__TEXT PROVIDED__:
______________________________
Creative process engagement was assessed using the 11-item scale adopted from Zhang and Bartol [33]. Employees expressed to what extent they agreed with the rate of each behavior characterization when they confront creative tasks about environmental issues. A sample is “I spend considerable time try to understand the nature of the problem”, Cronbach’s alpha was 0.861.
The scale for green innovation strategy using 7-items was derived from Song and Yu [1]. Followers expressed to what extent they agreed with about green innovation strategy of the company (ICC1: 0.19; ICC2: 0.61). For example, “To what extent has your firm modified its business practices or operations to reduce energy consumption”, Cronbach’s alpha was 0.911.
The scale that measures green creativity was derived from 6-item scales developed by Chen and Chang [6], where supervisors score their followers’ green creativity. Cronbach’s alpha was 0.951. The whole conception of green creativity is reflected in this scale. A sample is "This member of the organization suggests new ways to achieve environmental goals".

3.3. Control Variables

Followers also filled out personal details about their age (in years), gender (0, “male”, 1, “female”), post, and working lives they have followed with supervisors on the demographic page of the questionnaire. Job positions are measured by dummy variables, from “introductory employees” (1) to “senior management or higher positions” (5). In addition, we also controlled the team’s scale, as the sample was collected by team. These variables are controlled, because they are embodied in a series of recent studies [42,67].
______________________________
__STORED ROWS__:
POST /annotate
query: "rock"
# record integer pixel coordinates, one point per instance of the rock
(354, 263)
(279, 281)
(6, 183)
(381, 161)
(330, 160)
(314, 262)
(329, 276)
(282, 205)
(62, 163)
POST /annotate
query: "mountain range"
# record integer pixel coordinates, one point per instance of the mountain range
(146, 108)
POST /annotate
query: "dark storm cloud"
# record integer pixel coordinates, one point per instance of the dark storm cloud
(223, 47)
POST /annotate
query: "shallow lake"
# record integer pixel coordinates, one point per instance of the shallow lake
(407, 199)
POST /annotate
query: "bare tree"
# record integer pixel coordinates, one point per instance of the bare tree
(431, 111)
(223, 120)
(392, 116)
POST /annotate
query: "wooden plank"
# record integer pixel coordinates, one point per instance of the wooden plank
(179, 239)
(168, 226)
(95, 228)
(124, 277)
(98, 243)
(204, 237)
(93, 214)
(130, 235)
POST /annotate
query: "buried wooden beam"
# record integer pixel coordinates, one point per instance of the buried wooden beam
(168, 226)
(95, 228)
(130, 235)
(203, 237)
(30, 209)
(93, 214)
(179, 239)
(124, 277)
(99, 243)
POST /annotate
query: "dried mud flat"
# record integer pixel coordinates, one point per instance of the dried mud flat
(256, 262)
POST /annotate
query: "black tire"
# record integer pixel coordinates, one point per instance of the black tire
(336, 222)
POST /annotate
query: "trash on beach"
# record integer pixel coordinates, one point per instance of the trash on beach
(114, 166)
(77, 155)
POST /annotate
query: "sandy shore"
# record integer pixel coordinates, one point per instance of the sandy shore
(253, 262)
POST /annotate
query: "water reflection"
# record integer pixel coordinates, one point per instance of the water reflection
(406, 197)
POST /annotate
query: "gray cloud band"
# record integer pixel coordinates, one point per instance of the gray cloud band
______________________________
__REQUIRED ACTIONS__:
(a) In the passage on measurement scales, retype the words from "Creative process engagement" up to and including "alpha was 0.911.".
(b) Answer these questions from the passage on measurement scales:
(i) How many items make up the green innovation strategy scale?
(ii) Who scores the followers' green creativity?
(iii) What Cronbach's alpha is given for creative process engagement?
(c) Turn the paragraph in the passage on measurement scales that begins "Followers also filled out personal details" into a short list that keeps its main facts.
Rely only on the passage about measurement scales for your answers.

__TASK-BY-TASK SOLUTIONS__:
(a)
Creative process engagement was assessed using the 11-item scale adopted from Zhang and Bartol [33]. Employees expressed to what extent they agreed with the rate of each behavior characterization when they confront creative tasks about environmental issues. A sample is “I spend considerable time try to understand the nature of the problem”, Cronbach’s alpha was 0.861.
The scale for green innovation strategy using 7-items was derived from Song and Yu [1]. Followers expressed to what extent they agreed with about green innovation strategy of the company (ICC1: 0.19; ICC2: 0.61). For example, “To what extent has your firm modified its business practices or operations to reduce energy consumption”, Cronbach’s alpha was 0.911.

(b)
(i) 7 items
(ii) Supervisors
(iii) 0.861

(c)
- On the questionnaire's demographic page, followers gave their age (in years), gender (0 = male, 1 = female), post, and the working lives they have followed with supervisors.
- Job positions were measured by dummy variables, from "introductory employees" (1) to "senior management or higher positions" (5).
- The team's scale was also controlled, because the sample was collected by team.
- These variables were controlled because they appear in a series of recent studies [42,67].